### Given records ###
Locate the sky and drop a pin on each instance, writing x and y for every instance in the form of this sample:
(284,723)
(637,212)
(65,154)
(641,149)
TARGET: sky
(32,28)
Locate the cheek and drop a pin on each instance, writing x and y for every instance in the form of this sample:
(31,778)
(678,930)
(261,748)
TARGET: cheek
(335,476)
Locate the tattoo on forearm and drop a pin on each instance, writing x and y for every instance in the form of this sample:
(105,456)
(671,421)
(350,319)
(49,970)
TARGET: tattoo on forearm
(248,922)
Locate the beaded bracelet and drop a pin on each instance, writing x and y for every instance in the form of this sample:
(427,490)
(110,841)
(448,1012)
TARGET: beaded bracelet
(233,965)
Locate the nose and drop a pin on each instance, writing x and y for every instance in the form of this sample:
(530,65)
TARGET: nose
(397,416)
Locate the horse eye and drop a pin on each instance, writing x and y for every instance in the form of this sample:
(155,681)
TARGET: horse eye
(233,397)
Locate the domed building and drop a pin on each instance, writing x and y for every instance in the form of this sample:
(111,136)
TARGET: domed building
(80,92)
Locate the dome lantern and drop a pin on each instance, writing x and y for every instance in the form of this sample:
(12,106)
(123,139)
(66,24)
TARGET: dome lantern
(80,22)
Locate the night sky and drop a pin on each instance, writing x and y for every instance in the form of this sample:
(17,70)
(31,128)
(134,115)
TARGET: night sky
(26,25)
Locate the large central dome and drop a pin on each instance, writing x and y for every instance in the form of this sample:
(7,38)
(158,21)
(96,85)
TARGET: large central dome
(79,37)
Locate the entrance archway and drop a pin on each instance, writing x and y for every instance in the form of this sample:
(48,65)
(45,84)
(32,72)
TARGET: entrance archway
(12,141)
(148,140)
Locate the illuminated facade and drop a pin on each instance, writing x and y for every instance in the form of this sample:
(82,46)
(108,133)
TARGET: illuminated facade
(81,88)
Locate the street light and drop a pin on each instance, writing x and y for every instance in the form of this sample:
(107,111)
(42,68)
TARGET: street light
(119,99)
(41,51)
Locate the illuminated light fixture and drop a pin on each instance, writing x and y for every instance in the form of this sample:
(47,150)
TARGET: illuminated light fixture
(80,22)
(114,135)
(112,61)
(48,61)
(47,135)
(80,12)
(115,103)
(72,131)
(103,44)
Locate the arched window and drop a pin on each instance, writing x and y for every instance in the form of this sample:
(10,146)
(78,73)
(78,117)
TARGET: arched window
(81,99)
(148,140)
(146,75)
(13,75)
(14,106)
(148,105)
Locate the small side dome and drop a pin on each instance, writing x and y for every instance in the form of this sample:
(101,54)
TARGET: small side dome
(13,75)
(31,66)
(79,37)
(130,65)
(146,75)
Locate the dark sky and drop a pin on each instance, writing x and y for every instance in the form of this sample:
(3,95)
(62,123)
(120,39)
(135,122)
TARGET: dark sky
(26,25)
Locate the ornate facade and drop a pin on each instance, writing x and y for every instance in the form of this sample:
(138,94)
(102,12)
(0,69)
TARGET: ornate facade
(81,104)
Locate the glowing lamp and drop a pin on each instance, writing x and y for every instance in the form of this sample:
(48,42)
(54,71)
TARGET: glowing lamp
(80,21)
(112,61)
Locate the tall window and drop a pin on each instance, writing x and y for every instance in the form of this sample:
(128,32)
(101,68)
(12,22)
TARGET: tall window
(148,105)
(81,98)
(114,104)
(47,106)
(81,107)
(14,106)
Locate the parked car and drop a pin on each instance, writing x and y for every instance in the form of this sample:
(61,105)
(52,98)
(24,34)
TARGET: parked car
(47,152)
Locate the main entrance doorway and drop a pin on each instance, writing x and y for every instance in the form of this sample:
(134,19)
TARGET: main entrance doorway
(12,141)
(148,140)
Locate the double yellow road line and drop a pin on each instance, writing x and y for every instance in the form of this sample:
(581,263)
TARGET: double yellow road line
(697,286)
###
• Your assignment:
Repeat each line, unchanged, from the line that contains "Locate the tall" to the end of the listing above.

• Completed exercise:
Locate the tall window and drop a pin on each instance, writing x and y for every instance in the form of this sample:
(128,32)
(101,68)
(12,22)
TARGET: tall window
(148,105)
(81,98)
(114,104)
(47,106)
(81,107)
(14,106)
Locate the parked car and drop a pin on each instance, writing x and y for every instance in the form of this sample:
(61,105)
(52,98)
(24,34)
TARGET: parked car
(47,152)
Locate the main entrance doorway and drop a pin on each instance, writing x and y for every instance in the form of this sample:
(134,19)
TARGET: main entrance doorway
(12,141)
(148,140)
Locate the double yellow road line and drop a pin on each instance, writing x and y for every instance in the form of this sample:
(581,263)
TARGET: double yellow road line
(697,286)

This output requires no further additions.